** Start ARTICLE **

Actually a Good Thing: England Delays Decision on Female Bishops

feature image via The Telegraph

Despite Scotland’s branch of the Anglican Church deeming it legal to ordain female bishops in 2003, it’s taken a while for this news to leak south of the border to England. This week has seen the General Synod debating the ordination of female bishops within England, and on July 9th, they decided – in a nutshell – that they were going to put off deciding. Ridiculously though, it was the best possible result for women. “But HOW can that be?” I hear you wail, while silently cursing the patriarchy. To be fair, I suggest we blame our second-favourite cause of female oppression this time: the Evangelicals.

via the telegraph

The Anglican Church has a complicated decision-making process that involves drafting legislation years in advance of voting on it; this legislation on female bishops has been in the works since February 2009. At the Synod at the beginning of July, the three houses – Bishops, Clergy and Laity – decided to vote on it. Would it be permissible for England to allow female bishops? 42 out of 44 of the diocesan synods support the measure, so it should have been a clear-cut case… except it wasn’t.

The right-leaning members of the Church – comprising mainly of Anglo-Catholics and Evangelical Anglicans – were firmly “theologically opposed” to the measure. No doubt they cracked open the Bible, and pointed to choice bits of rhetoric. Saint Paul is a particular favourite:

A woman should learn in quietness and full submission. I do not permit a woman to teach or to have authority over a man; she must be silent –1 Timothy 2.11-12

Biblical teaching like this seems not to have affected the Anglican Church in other countries. The Church of England’s ordination of female bishops is not a New Thing. The first female bishop was Li Tim-Oi, ordained in the Anglican Diocese of Hong Kong and Macao, in 1944. 1944, you guys. That’s… a long time before I was born. That’s ten years before my dad was even born. Barbara Harris was ordained as an Episcopal bishop in Massachusetts in 1989, and female bishops became legal in Ireland (and Northern Ireland) in 1990, though none have yet been consecrated. My girlfriend was born in Belfast that year. It’s mad to think that the entirety of her life, female Anglican bishops have been legal in her country, but not in mine. So seriously, what gives?

It turns out the right-wing presence in the House of Laity was large enough to cause significant problems for the proposed legislation, and in May a late amendment to the legislation was tabled. This resulted in Clause 5.1 being hastily added in an attempt to appease them: in essence, it states that any parish that doesn’t want a female bishop can opt to have a male bishop installed who shares their views on women in the church. Not just “a male bishop”, but a male bishop who agrees that women are incapable of ordering and ordaining male clergy within the church.

** End ARTICLE **

## WHAT TO WORK ON
Return the passage of the article on female bishops starting at "The Anglican Church has" and ending at "except it wasn’t.", copied word for word.

** Start RECORDS PROVIDED **

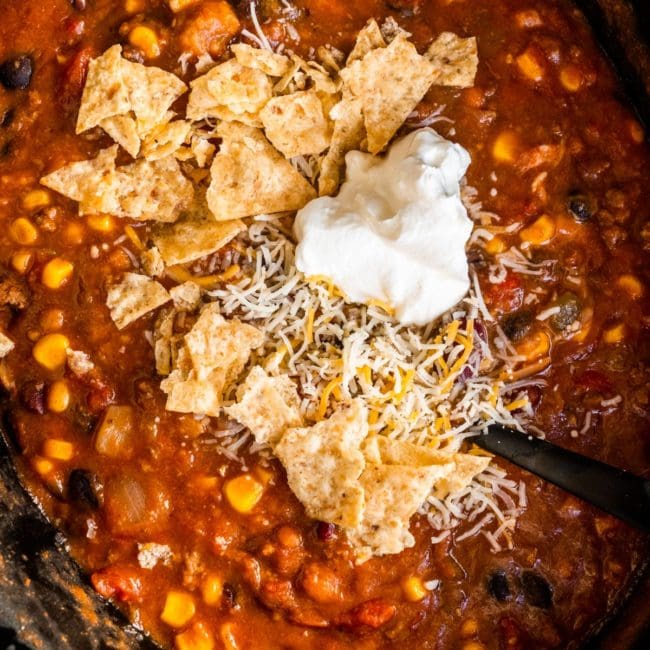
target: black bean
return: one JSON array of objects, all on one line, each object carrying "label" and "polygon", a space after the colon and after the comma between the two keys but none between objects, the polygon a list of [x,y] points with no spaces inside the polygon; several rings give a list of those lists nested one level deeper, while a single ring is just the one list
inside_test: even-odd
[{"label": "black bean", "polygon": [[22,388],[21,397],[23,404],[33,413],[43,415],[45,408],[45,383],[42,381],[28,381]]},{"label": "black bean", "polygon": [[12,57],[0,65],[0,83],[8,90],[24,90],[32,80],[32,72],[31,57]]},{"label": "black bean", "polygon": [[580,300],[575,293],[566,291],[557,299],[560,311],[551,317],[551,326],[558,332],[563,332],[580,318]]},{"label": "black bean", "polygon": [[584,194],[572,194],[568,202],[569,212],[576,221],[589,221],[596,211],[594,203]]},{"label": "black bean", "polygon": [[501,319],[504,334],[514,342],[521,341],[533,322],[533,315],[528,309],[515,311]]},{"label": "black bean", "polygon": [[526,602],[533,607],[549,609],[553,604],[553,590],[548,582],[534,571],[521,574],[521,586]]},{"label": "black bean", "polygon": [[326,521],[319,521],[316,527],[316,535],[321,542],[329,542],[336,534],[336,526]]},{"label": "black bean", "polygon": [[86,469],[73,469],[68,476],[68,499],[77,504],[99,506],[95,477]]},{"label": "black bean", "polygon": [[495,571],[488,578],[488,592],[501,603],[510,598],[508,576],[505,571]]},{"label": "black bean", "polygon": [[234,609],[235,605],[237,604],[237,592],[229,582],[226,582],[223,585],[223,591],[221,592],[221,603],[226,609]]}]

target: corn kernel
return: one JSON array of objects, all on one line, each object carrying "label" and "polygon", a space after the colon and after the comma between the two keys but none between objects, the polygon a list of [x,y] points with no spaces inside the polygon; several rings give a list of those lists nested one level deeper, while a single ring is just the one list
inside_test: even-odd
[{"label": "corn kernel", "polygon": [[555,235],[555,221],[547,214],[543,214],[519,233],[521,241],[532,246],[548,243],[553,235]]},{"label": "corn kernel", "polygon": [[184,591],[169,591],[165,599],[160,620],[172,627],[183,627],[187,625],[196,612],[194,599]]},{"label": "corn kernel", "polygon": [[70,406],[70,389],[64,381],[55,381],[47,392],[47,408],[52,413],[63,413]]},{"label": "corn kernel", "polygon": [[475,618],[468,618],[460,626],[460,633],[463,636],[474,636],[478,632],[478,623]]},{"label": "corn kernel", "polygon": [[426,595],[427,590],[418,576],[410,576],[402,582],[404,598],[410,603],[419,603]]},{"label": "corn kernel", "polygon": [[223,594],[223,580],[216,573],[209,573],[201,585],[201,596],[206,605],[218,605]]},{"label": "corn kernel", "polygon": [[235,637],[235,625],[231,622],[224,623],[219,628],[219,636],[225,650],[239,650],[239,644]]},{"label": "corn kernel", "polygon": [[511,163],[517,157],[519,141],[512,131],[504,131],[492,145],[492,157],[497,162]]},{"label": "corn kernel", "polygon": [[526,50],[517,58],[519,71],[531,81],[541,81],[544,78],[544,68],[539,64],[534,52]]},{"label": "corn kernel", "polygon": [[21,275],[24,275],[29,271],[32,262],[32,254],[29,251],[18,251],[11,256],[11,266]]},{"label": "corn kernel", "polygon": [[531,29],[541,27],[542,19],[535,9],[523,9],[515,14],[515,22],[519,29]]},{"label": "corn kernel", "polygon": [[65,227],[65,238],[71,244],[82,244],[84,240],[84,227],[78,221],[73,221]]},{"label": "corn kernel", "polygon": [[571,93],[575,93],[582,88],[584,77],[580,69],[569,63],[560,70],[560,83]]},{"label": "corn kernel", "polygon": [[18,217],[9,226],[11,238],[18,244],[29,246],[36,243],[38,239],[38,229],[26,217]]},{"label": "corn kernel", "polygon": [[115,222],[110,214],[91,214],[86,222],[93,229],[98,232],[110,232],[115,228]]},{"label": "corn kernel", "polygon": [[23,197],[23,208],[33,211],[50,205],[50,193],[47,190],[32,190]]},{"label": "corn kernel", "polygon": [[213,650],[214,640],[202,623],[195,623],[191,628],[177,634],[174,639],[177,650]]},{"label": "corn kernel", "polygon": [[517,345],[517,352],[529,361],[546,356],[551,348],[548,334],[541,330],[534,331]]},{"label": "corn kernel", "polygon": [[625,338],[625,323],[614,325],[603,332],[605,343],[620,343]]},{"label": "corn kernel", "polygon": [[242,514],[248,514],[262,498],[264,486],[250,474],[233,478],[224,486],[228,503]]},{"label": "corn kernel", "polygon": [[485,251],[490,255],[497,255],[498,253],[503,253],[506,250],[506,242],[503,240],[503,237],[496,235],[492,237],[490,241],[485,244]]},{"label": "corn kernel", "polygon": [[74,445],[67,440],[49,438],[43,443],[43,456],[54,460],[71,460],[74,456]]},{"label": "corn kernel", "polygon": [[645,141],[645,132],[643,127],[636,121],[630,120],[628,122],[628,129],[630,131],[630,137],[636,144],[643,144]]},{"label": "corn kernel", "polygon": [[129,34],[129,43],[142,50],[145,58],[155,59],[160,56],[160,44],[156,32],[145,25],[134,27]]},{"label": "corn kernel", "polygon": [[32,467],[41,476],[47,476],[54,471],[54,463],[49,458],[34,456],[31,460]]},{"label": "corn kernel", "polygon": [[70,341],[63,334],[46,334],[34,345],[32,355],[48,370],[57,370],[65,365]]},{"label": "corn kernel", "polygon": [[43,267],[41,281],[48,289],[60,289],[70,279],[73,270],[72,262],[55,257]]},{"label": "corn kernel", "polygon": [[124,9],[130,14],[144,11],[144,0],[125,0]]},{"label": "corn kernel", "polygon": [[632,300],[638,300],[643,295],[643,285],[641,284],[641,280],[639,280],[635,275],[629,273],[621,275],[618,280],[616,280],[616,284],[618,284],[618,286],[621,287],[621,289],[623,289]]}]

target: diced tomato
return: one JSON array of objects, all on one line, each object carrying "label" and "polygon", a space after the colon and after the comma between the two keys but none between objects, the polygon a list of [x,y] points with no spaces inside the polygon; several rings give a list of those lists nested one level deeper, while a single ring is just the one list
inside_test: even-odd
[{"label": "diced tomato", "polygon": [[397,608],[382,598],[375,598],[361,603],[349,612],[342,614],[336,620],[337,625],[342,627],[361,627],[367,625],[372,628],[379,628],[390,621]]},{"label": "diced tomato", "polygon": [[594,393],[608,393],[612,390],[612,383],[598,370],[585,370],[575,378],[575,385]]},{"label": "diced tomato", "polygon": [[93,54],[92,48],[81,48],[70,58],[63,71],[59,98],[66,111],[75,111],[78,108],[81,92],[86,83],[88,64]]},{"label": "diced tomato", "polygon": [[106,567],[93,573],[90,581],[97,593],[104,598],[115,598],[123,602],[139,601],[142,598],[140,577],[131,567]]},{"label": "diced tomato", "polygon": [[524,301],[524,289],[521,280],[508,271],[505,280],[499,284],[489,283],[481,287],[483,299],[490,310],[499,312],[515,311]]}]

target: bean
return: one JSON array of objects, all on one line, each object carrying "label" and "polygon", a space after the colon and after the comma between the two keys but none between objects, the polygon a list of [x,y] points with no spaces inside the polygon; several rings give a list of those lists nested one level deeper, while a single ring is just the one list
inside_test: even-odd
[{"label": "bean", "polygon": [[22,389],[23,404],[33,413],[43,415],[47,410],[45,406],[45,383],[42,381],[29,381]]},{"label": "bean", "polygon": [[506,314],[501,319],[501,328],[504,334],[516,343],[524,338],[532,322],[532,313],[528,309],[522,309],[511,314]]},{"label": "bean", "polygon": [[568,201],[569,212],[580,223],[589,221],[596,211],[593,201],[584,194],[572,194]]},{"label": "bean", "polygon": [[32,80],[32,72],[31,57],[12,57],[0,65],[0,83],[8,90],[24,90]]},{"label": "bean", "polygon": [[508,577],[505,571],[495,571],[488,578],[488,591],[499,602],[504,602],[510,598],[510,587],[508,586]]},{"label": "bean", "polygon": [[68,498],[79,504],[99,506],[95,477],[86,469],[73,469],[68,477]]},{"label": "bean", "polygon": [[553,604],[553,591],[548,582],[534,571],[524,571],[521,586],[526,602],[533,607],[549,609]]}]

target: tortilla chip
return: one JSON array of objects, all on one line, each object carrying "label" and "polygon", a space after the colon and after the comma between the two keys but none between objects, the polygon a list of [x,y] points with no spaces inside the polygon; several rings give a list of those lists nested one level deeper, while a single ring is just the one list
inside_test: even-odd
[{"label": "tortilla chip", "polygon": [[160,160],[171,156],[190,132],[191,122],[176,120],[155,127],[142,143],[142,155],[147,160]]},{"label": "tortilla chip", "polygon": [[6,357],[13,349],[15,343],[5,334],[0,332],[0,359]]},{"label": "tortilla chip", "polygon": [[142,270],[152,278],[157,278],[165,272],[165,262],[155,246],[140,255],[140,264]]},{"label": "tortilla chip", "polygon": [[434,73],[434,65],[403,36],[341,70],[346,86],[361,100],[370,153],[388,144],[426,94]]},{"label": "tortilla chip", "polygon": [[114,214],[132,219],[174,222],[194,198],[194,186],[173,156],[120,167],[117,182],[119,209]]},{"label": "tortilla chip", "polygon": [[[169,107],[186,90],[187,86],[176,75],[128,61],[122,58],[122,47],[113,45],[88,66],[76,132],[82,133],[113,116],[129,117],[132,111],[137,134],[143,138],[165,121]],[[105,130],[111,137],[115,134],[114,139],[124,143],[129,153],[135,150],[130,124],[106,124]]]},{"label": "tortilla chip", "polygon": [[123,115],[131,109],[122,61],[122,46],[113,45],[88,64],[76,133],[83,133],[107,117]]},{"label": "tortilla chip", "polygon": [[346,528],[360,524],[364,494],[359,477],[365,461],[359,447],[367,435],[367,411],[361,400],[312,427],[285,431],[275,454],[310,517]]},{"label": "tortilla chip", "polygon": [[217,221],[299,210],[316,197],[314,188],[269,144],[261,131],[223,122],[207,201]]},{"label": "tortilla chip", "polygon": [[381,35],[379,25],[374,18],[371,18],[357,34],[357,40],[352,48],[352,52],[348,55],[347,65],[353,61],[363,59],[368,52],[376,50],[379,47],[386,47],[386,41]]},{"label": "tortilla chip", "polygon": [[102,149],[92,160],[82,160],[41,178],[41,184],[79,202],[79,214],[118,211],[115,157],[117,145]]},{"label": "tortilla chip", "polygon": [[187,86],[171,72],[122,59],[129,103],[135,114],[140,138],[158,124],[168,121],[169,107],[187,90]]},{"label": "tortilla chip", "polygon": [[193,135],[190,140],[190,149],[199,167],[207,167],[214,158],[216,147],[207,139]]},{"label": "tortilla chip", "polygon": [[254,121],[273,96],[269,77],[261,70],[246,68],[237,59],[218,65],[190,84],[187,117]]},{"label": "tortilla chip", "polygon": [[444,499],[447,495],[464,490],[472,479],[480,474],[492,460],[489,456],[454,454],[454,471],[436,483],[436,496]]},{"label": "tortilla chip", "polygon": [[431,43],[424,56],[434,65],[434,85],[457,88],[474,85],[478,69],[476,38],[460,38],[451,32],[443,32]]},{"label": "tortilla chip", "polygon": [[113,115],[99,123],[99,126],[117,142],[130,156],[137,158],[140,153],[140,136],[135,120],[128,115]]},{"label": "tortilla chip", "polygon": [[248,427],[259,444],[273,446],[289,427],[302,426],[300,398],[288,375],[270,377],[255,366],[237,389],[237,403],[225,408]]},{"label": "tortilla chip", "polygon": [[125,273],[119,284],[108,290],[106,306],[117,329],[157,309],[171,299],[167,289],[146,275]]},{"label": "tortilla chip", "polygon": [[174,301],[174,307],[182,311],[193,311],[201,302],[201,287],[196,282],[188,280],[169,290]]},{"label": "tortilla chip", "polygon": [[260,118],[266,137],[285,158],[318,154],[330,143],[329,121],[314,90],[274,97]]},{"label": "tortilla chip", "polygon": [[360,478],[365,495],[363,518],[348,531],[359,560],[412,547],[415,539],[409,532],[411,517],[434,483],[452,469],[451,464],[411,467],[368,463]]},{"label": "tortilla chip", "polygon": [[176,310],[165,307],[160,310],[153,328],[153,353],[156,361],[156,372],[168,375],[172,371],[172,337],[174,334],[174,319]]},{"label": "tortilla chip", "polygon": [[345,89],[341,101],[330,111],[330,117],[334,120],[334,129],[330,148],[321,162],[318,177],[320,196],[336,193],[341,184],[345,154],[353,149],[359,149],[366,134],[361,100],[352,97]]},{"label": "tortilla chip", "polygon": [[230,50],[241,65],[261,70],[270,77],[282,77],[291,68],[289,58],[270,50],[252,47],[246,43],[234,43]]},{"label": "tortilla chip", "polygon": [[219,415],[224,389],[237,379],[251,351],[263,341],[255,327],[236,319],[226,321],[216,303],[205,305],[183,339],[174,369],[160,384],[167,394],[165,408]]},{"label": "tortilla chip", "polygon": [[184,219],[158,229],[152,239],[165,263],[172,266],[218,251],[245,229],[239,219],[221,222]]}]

** End RECORDS PROVIDED **
** Start RECORDS PROVIDED **

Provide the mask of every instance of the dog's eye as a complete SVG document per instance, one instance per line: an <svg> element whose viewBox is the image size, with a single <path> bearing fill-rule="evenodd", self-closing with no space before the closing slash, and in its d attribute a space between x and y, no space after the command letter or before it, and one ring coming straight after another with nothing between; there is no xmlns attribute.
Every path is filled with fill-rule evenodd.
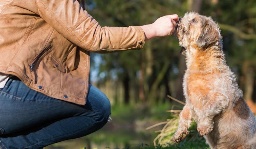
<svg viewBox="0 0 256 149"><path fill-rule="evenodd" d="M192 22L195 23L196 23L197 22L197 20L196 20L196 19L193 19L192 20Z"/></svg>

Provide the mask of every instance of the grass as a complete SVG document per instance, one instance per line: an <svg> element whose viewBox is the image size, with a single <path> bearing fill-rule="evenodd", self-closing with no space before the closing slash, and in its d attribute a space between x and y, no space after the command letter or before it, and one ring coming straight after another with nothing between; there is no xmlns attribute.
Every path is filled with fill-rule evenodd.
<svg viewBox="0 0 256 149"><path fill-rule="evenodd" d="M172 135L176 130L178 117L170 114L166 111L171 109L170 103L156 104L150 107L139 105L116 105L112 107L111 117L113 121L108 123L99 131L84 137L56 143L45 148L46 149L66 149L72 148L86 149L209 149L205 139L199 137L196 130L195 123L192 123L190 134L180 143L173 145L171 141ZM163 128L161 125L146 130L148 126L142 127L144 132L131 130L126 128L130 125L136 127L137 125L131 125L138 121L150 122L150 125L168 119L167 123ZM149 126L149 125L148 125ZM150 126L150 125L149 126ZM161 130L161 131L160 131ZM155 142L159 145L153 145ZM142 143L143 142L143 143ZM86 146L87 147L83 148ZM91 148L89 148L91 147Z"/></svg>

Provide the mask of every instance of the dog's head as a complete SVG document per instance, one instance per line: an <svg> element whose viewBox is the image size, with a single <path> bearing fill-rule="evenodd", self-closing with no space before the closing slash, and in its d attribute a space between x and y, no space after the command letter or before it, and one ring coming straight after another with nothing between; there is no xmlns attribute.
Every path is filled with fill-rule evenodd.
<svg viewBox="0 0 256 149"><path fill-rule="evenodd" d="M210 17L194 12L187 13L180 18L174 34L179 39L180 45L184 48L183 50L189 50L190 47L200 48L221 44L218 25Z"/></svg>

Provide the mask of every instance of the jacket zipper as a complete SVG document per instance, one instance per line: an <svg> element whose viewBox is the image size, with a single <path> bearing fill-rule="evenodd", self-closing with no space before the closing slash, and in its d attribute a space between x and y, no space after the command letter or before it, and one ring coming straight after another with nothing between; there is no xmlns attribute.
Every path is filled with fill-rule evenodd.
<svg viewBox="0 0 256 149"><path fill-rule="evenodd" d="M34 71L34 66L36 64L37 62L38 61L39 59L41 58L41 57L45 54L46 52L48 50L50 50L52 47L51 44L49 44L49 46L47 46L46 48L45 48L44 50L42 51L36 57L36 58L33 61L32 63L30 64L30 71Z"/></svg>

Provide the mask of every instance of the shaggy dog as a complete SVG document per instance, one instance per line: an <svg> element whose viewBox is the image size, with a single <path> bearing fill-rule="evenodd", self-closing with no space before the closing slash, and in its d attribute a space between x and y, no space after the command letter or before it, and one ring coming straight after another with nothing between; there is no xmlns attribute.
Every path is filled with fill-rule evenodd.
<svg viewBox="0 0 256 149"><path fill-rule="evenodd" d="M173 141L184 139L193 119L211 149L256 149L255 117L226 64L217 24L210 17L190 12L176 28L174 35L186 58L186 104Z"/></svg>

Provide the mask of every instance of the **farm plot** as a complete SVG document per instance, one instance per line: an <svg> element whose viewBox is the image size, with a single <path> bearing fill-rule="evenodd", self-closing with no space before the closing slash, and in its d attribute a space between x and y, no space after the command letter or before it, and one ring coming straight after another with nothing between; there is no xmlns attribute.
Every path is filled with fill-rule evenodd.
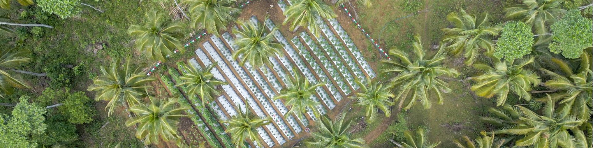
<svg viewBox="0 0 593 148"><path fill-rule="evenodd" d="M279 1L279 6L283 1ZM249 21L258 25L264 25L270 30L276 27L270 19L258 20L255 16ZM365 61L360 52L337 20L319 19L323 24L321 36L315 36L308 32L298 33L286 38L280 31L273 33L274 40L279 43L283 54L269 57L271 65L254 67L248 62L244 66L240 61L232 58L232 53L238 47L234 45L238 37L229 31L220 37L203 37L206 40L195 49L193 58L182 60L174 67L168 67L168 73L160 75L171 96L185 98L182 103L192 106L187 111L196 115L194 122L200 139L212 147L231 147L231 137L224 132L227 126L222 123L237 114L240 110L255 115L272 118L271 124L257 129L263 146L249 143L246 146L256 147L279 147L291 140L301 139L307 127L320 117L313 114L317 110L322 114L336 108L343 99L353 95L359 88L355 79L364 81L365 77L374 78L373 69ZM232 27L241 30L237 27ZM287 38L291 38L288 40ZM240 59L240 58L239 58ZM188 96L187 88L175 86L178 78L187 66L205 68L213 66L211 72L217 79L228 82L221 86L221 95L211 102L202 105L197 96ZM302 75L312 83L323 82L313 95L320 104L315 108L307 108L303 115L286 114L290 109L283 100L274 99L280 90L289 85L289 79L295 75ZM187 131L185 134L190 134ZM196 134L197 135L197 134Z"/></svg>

** End RECORDS PROVIDED **

## TASK SOLUTION
The Anglican Church has a complicated decision-making process that involves drafting legislation years in advance of voting on it; this legislation on female bishops has been in the works since February 2009. At the Synod at the beginning of July, the three houses – Bishops, Clergy and Laity – decided to vote on it. Would it be permissible for England to allow female bishops? 42 out of 44 of the diocesan synods support the measure, so it should have been a clear-cut case… except it wasn’t.